DATASET RECORDS:
□ □ □ □ □
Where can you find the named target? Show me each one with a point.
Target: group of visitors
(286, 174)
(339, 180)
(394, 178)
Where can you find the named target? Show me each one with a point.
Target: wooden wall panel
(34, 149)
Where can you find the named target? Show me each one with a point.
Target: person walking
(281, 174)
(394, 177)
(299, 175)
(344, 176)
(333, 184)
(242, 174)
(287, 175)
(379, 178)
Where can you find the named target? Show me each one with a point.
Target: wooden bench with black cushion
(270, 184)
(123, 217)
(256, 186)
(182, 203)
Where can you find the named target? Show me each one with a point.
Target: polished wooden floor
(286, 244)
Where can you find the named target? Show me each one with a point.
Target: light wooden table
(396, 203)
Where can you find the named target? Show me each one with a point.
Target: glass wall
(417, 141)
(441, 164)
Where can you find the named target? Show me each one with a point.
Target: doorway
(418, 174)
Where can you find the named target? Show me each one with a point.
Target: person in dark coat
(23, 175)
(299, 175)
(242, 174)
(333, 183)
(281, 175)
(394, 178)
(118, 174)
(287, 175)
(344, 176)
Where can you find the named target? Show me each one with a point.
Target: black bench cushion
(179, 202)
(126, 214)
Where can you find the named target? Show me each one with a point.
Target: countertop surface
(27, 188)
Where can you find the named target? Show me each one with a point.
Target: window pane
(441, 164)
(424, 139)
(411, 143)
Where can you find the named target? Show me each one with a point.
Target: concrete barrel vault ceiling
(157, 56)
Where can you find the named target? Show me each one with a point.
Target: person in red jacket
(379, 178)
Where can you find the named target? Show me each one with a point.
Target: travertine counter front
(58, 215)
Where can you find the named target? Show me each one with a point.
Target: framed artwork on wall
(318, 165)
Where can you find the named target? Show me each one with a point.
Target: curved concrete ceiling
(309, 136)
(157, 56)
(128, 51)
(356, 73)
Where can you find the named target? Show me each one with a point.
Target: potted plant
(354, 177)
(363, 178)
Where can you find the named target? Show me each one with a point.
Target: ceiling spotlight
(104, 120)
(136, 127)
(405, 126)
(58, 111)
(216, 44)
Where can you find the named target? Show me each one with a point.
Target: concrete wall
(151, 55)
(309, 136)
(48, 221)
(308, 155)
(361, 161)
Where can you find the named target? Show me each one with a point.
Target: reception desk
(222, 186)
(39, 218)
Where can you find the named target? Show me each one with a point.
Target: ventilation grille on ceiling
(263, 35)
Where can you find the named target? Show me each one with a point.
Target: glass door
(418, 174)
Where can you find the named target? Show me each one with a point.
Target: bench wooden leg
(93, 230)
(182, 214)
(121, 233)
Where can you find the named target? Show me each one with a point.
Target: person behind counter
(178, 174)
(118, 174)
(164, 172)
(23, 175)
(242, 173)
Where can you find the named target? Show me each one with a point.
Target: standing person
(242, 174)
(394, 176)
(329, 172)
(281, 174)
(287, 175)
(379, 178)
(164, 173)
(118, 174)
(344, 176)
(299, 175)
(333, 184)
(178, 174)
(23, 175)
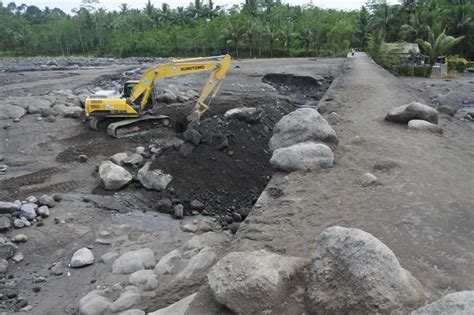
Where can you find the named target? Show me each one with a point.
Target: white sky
(67, 6)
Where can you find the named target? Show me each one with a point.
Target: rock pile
(32, 210)
(420, 117)
(296, 142)
(351, 271)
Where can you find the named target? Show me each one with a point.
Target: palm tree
(234, 34)
(434, 48)
(382, 17)
(287, 36)
(273, 36)
(307, 37)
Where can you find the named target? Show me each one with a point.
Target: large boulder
(423, 125)
(405, 113)
(354, 272)
(11, 112)
(302, 156)
(304, 124)
(155, 179)
(134, 260)
(457, 303)
(113, 176)
(253, 282)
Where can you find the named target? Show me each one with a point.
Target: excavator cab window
(128, 87)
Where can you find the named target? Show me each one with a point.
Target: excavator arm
(218, 66)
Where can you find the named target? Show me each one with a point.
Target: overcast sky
(67, 6)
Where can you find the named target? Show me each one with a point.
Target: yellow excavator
(129, 112)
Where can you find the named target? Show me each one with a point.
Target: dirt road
(423, 210)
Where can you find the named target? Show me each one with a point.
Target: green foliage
(256, 28)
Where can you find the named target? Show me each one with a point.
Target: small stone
(368, 179)
(57, 269)
(3, 265)
(18, 257)
(31, 199)
(82, 257)
(164, 205)
(7, 250)
(197, 205)
(140, 150)
(237, 217)
(5, 223)
(43, 211)
(25, 221)
(82, 158)
(20, 238)
(178, 211)
(28, 211)
(127, 300)
(133, 261)
(108, 257)
(234, 227)
(47, 200)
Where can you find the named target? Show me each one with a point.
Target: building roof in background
(402, 48)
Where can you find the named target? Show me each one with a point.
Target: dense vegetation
(256, 28)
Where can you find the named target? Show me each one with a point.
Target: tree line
(256, 28)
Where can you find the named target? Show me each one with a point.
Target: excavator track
(121, 128)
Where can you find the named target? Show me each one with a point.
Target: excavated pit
(229, 169)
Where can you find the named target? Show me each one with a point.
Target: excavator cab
(128, 87)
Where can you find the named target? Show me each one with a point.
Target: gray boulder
(178, 308)
(354, 272)
(253, 282)
(304, 124)
(9, 207)
(405, 113)
(198, 264)
(133, 159)
(302, 156)
(168, 263)
(28, 211)
(457, 303)
(81, 258)
(247, 114)
(423, 125)
(94, 303)
(133, 261)
(118, 158)
(154, 179)
(11, 112)
(113, 176)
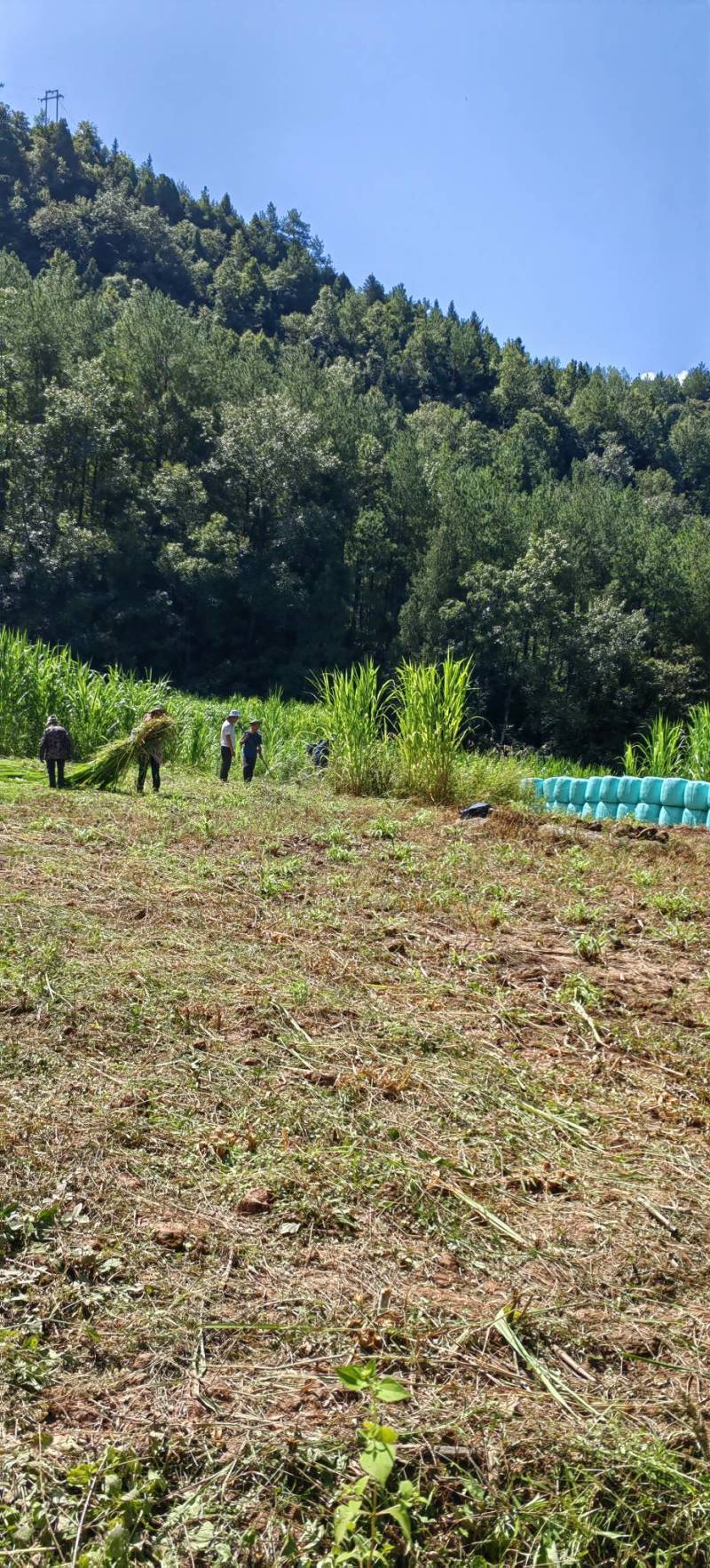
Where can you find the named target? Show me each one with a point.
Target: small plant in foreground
(366, 1504)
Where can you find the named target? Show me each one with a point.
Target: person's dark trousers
(154, 773)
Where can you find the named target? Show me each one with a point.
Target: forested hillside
(225, 462)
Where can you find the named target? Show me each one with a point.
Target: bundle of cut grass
(114, 761)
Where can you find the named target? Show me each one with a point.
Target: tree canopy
(221, 460)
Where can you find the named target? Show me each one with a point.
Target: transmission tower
(52, 96)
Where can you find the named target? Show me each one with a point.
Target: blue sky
(542, 162)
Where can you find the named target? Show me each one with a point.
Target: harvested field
(290, 1082)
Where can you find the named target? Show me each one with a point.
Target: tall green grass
(430, 726)
(36, 681)
(669, 748)
(698, 742)
(659, 751)
(358, 708)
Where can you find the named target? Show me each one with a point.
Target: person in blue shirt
(251, 748)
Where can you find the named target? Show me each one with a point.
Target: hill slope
(221, 460)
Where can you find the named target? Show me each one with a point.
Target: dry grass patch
(270, 1109)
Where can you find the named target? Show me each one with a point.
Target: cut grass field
(292, 1081)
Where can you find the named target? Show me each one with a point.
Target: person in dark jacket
(151, 757)
(55, 750)
(251, 748)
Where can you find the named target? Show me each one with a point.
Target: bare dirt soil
(288, 1082)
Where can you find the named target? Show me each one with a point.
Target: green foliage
(356, 708)
(367, 1504)
(223, 462)
(696, 757)
(659, 753)
(431, 725)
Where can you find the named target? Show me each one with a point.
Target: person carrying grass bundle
(227, 743)
(151, 755)
(251, 748)
(55, 750)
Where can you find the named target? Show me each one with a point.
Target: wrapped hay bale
(673, 792)
(651, 790)
(698, 797)
(609, 789)
(629, 790)
(646, 811)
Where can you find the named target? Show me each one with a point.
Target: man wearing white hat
(227, 743)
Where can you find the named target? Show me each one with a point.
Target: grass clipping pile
(442, 1136)
(114, 761)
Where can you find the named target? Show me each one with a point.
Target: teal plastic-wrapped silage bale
(651, 790)
(673, 792)
(646, 811)
(629, 790)
(563, 786)
(671, 816)
(698, 797)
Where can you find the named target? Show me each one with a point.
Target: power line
(52, 94)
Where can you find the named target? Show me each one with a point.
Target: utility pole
(51, 94)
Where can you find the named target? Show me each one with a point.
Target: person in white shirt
□ □ □ □ □
TASK GOAL:
Using the records above, retype everything exactly except the pictures.

REPLY:
Where can you find the named target? Show me each one with a point.
Target: group of visitors
(286, 174)
(339, 180)
(394, 178)
Where can you find the named target? Show me each one with a point.
Target: wooden wall panel
(34, 149)
Where can you find the named target? Show me each one with a point.
Target: person walking
(281, 174)
(394, 177)
(299, 175)
(344, 176)
(333, 184)
(242, 174)
(287, 175)
(379, 178)
Where can you find the named target? Show me each one with a point.
Target: wooden bench with black cushion
(270, 184)
(123, 217)
(256, 186)
(182, 203)
Where can you find the named target? Show me each one with a point.
Target: polished wooden floor
(286, 244)
Where can you find the named target? Show me each one with a point.
Target: light wooden table
(396, 203)
Where can you find the named target? Show me each one with a point.
Target: glass wall
(417, 141)
(441, 164)
Where can you find the named target? Show me each one with a point.
Target: doorway
(418, 174)
Where can you find the named target? Show me each one with a point.
Target: person in dark coat
(23, 175)
(299, 175)
(242, 174)
(333, 183)
(281, 175)
(394, 178)
(118, 174)
(287, 175)
(344, 176)
Where can you find the named target? Show me each one with a point.
Target: black bench cushion
(179, 202)
(126, 214)
Where can you find the named target? Show me each one with a point.
Target: countertop surface
(27, 188)
Where can you find the named target? Show me each one with a point.
Target: window pane
(441, 164)
(424, 139)
(411, 143)
Where can you find the named target? Show me each one with a point.
Target: concrete barrel vault ceiling
(157, 56)
Where can you find the named target? Show me each one with a point.
Target: person in red jacket
(379, 178)
Where can you find the named target? Show me each one with a point.
Target: travertine counter front
(58, 215)
Where can you find the named target? Show me each one with a point.
Target: framed artwork on wall
(318, 165)
Where can you find the named target? Show me each one with a point.
Target: curved concrete ceiling
(309, 136)
(157, 56)
(128, 51)
(356, 73)
Where can you find the named target? Show me each one with a point.
Target: potted plant
(354, 177)
(363, 178)
Where can you find the named target? Show me each one with a point.
Target: ceiling spotlight
(104, 120)
(136, 127)
(405, 126)
(58, 111)
(216, 44)
Where can you find the named target? Show me each one with a point.
Target: concrete wall
(151, 55)
(309, 136)
(48, 221)
(308, 155)
(361, 161)
Where can you find the named target? Show me each one with a point.
Target: reception desk
(222, 186)
(39, 218)
Where can you find the named target? Show me each one with a point.
Target: ventilation grille on ceiling
(263, 35)
Where can you find the named target? Show me each one with a point.
Target: glass door
(418, 174)
Where can you find the named target? Show me each one with a point.
Target: bench wooden leg
(93, 230)
(182, 214)
(121, 233)
Where can you find the named target? Show me each one with a point.
Target: person behind counter
(178, 174)
(118, 174)
(164, 172)
(23, 175)
(242, 173)
Where can you find the named target? Show me each one with a point.
Target: standing person
(242, 174)
(394, 176)
(329, 172)
(281, 174)
(287, 175)
(379, 178)
(164, 173)
(118, 174)
(344, 176)
(299, 175)
(333, 184)
(178, 174)
(23, 175)
Where can you find the named target? Show me each one with a point.
Target: white sky
(67, 6)
Where can you find the named target? Show me each one with a point.
Target: rock pile
(32, 210)
(420, 117)
(296, 142)
(351, 271)
Where can you find the named target? Show me each one with a point.
Target: palm tree
(234, 34)
(434, 48)
(382, 17)
(287, 36)
(273, 36)
(307, 37)
Where can you find the named target? Show me each one with a point.
Target: large boulder
(423, 125)
(405, 113)
(354, 272)
(11, 112)
(302, 156)
(304, 124)
(155, 179)
(134, 260)
(457, 303)
(113, 176)
(253, 282)
Where can you find the named target? Show me each one with a point.
Target: excavator cab window
(128, 87)
Where can you find the named target? Show me each one with a point.
Target: excavator arm
(218, 66)
Where can you find the named target? Show me each one with a point.
Target: overcast sky
(67, 6)
Where can you find the named target? Show me each one with a point.
Target: yellow excavator
(129, 112)
Where can you find the named target? Show me each one with a point.
Target: dirt road
(423, 210)
Where can you find the named target? Show me each one with a point.
Target: green foliage
(256, 28)
Where can you find the named target? Show me each one with a point.
Target: small stone
(368, 179)
(57, 269)
(3, 265)
(18, 257)
(31, 199)
(82, 257)
(164, 205)
(7, 250)
(197, 205)
(140, 150)
(237, 217)
(5, 223)
(43, 211)
(25, 221)
(82, 158)
(20, 238)
(178, 211)
(28, 211)
(127, 300)
(133, 261)
(108, 257)
(234, 227)
(47, 200)
Where can you find the named target? Show me each one with a point.
Target: building roof in background
(402, 48)
Where can you find the named target? Show me each one with a point.
Target: dense vegetation
(256, 28)
Where can you find the named target? Show me each one with a point.
Target: tree line
(256, 28)
Where can you find the named target? Show me each one with a point.
Target: excavator track
(121, 128)
Where can you find the named target? Show me each one with a point.
Target: excavated pit
(229, 169)
Where can you find the named target? Show me each one with a point.
Target: excavator cab
(128, 87)
Where can you find the named target? Show me each one with a point.
Target: gray boulder
(178, 308)
(354, 272)
(253, 282)
(304, 124)
(9, 207)
(405, 113)
(198, 264)
(133, 159)
(302, 156)
(168, 263)
(28, 211)
(457, 303)
(81, 258)
(247, 114)
(423, 125)
(94, 303)
(133, 261)
(118, 158)
(154, 179)
(11, 112)
(113, 176)
Where can you find the named target? Show me each one with a point.
Target: small plant in foreground
(366, 1504)
Where can you find the named target? Show me each one with a point.
Target: person's dark trousers
(154, 773)
Where can you find the named target? Show me each one with a point.
Target: forested hillside
(225, 462)
Where can you find the named target? Show me each one with a point.
Target: bundle of cut grass
(114, 761)
Where can you find the named target? Show me each one with a point.
Target: tree canopy
(221, 460)
Where can you find the named target? Show me each one with a point.
Target: transmission tower
(52, 96)
Where can you find the named target? Show me each one with a point.
Target: blue sky
(542, 162)
Where can you find the named target? Show me each one with a point.
Target: harvested field
(290, 1082)
Where can you find the named target? Show me each one with a point.
Target: tall green grass
(430, 726)
(36, 681)
(669, 748)
(698, 742)
(659, 751)
(358, 708)
Where can you find the named target? Show me each one with a point.
Target: person in blue shirt
(251, 748)
Where can you find the named target? Show me each one with a point.
Target: hill slope
(221, 460)
Where can you find the named target? Show me each one with a point.
Target: dry grass patch
(270, 1109)
Where can you find the named target? Show me each one with a point.
Target: cut grass field
(292, 1081)
Where can you find the named target? Show me each one with a point.
Target: person in dark jacket
(151, 757)
(55, 750)
(251, 748)
Where can you find the named target? Show me each one with a point.
Target: bare dirt soil
(288, 1082)
Where can you find the named target? Show me each one with a point.
Target: green foliage
(356, 708)
(367, 1504)
(223, 462)
(696, 757)
(659, 753)
(431, 725)
Where can you find the named target? Show me each one with a point.
Target: person carrying grass bundle
(227, 743)
(151, 755)
(251, 748)
(55, 750)
Where can you find the named target? Show me each one with a point.
Target: wrapped hay bale
(673, 792)
(651, 790)
(698, 797)
(609, 789)
(629, 790)
(646, 811)
Where can you find the named target? Show me each one with a point.
Target: man wearing white hat
(227, 743)
Where can you find the named target? Show me each one with a point.
Target: grass clipping pile
(442, 1136)
(114, 761)
Where can you find the named target? Show me each one with a point.
Target: teal plastic-wrapped silage bale
(651, 790)
(673, 792)
(646, 811)
(629, 790)
(563, 786)
(671, 816)
(698, 797)
Where can you find the named target? Show me each one with a point.
Target: power line
(52, 94)
Where can you find the named target? Show me each one with a point.
Target: utility pole
(51, 94)
Where can you find the named target? Show me each one with a point.
Target: person in white shirt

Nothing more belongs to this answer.